▸ TASKS TO PERFORM
1. Using the Dromore Mills text, list the rooms in the two-storey block on the north side of the mill pond, in order from west to east.
2. Carry on the Dromore Mills text from its last sentence.

Dromore Mills (Lower Mill Complex)

Dromore Mills is a water-powered corn mill complex situated approximately 5 kilometres west of Limavady town centre, reached via a laneway off the south-east side of Baranailt Road. The lower mill complex — the subject of this description — sits on the north side of a mill pond fed by the Bessbrook River, which also forms the eastern boundary of the entire site. The complex is surrounded by fields. In its present form it dates substantially from a rebuilding in the 1840s, with later additions and modifications spanning the later 19th century and the early 20th century. It has been in the ownership of the same family — the Gilfillans — for five generations since the 1840s. It is of considerable industrial archaeological interest as a rare intact example illustrating key developments in the harnessing of water power, and it retains group value with the Upper Mill complex (the cornmill and flaxmill) and the Mill House, which are listed separately.

The lower mill complex comprises two groups of buildings. The first, aligned east to west along the north side of the mill pond, consists of a two-storey block containing (from west to east) a store, kiln, corn mill, porch, and seed house, together with three outbuildings. The second group, along the west side of the pond, contains the mill owner's house and several outbuildings, described separately.

Corn Mill

The corn mill itself is a two-storey, single-bay building aligned east to west at the eastern end of the kiln, abutted to the east by Outbuilding 1. It was most probably built in its present form in the 1840s. It has a pitched natural slate roof, the ridge of which sits slightly lower than that of the kiln. The louvred vent with weathervane on the ridge is a modern replica of the vent originally on the kiln and is ornamental rather than functional. The walls are of random rubble with brick quoins. All openings have flat brick heads and brick jambs. The south elevation is partly cut into the earthen embankment retaining the north side of the pond. There are cast-metal diamond-lattice windows at ground-floor and first-floor level on the right. The first floor is accessed by a plain timber door at left, up a high concrete step. The west gable is formed by the brick party wall shared with the kiln. The north elevation is abutted to the right by a brick porch and to the left by a masonry seed house, with internal doorways giving access to both rooms from the mill. There is also a shuttered opening at first-floor level on the left, now hidden by the seed house. The east gable has a first-floor window, now infilled. Part of this wall was removed around 1900 to accommodate the turbine that replaced the original waterwheel; the turbine is fed via a concrete-and-brick box culvert from the pond, and the tailrace returning water to the river from the turbine pit is culverted.

▸ MATERIAL SHOWN
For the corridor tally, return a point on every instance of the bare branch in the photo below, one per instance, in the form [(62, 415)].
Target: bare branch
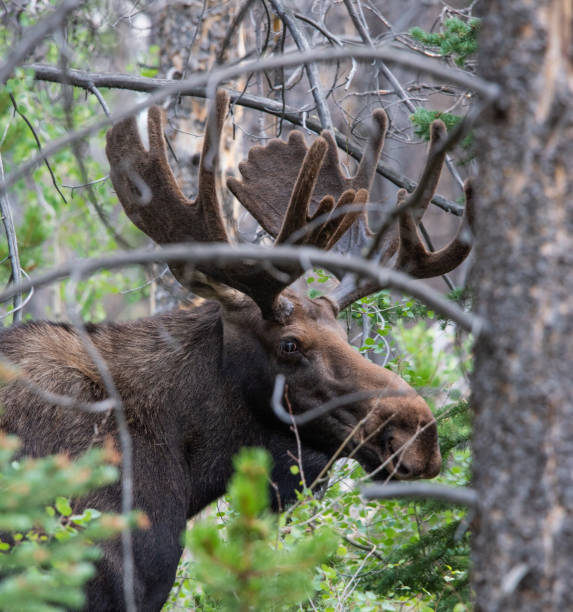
[(311, 70), (38, 144), (35, 34), (464, 496), (87, 80), (225, 254)]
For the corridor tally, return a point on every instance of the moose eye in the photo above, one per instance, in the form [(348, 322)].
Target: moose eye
[(289, 346)]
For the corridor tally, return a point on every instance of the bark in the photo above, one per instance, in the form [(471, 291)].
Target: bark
[(523, 383), (189, 35)]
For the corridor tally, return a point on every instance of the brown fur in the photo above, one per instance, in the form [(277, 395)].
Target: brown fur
[(196, 387)]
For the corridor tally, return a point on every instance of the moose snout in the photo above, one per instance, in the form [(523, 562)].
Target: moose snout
[(415, 454)]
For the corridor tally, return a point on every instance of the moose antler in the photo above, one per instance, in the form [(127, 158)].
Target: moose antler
[(271, 171), (403, 241), (296, 193)]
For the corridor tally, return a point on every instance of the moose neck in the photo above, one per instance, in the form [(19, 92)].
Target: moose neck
[(206, 396)]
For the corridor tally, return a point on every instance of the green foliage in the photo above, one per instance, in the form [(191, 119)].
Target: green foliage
[(241, 566), (391, 555), (49, 553), (422, 120), (458, 39)]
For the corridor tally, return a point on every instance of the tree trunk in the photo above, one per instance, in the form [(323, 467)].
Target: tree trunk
[(523, 381)]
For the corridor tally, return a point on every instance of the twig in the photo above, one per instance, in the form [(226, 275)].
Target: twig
[(285, 256), (8, 222), (311, 70), (463, 496), (38, 144), (86, 79), (34, 34)]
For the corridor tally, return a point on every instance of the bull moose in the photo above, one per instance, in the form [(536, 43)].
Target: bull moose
[(196, 384)]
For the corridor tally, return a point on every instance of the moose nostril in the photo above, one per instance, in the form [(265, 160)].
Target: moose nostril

▸ ANSWERS BY TASK
1. store, kiln, corn mill, porch, seed house

2.
Seed House

The seed house is a one-and-a-half-storey, single-bay building abutting the north side of the mill. It was the place where oat shells were collected after being blown in by a fan in the north-east corner of the mill. As an integral part of the mill's operation, it probably dates from the 1840s. The building has a replacement monopitched roof sloping to the north, no rainwater goods, and rubble masonry walls with quoins partly of brick. The west gable has a ground-floor door and a first-floor diamond-lattice window. The north elevation is heavily overgrown; neither it nor the east gable has any openings.

Porch

The porch is a small single-storey, single-bay structure abutting the north side of both the kiln and the mill, giving access to the latter. It was probably added in the late 19th century. It has a replacement monopitched roof sloping to the north, no rainwater goods, and brick walls. The only opening is a sliding timber door on the north elevation. A small waterwheel lying loose outside the porch is a relatively modern construction of no heritage interest.

Store and Kiln

The store and kiln are contained within a two-storey, two-bay building on the west side of the mill. Close inspection of the north and south elevations reveals brick quoins belonging to the kiln, indicating that the store is a later addition to the kiln's west gable, probably built in the later 19th century. Although it is the kiln that is primarily of interest, the store forms part of the same unit and is included accordingly. Both sections share a pitched corrugated metal roof without rainwater goods. Modern photovoltaic panels have been placed over the south pitch of this roof. There was originally a louvred vent over the kiln at the east end of the building; this has since been removed. The walls are of random rubble with brick quoins, and all openings have flat brick heads and brick jambs. The south elevation is partly cut into the pond embankment, and the kiln's south-west brick quoin is clearly evident in the wall. There are shuttered openings at ground-floor level on the left and at first-floor level on the right. There was originally a coal hole in front of the kiln serving the kiln's hearth; in more recent times this void has been roofed over with concrete to form a continuous ground surface above. The west gable is abutted at ground-floor level by a revetted earthen ramp giving access to a sliding timber door at first-floor level; the gable apex has a cast-metal diamond-lattice window. The north elevation is abutted at left by the brick porch, and the kiln's north-west brick quoin is evident in the wall between the kiln and the store. The store section has two doors and a small window on this elevation; the first floor is blank except for a small shuttered opening to the kiln at left. The east gable, which is abutted by the mill, is of brick rather than rubble masonry. The exposed section rising above the mill roof has no openings.

Waterworks

The water turbine housed in the east gable of the mill is fed from the large mill pond. Water is diverted into the pond from the Bessbrook River by means of a sloping masonry weir and a short headrace, which is also supplied by the tailrace from the Upper Mill. Below the weir, the river passes under a small arched masonry bridge carrying a farm track, and is eventually joined by the culverted tailrace from the turbine. The close juxtaposition of the mill complex with its weir, headrace, and pond greatly enhances the setting of the complex and aids understanding of how it functioned under water power. The operating waterwheel on site is not original to this mill.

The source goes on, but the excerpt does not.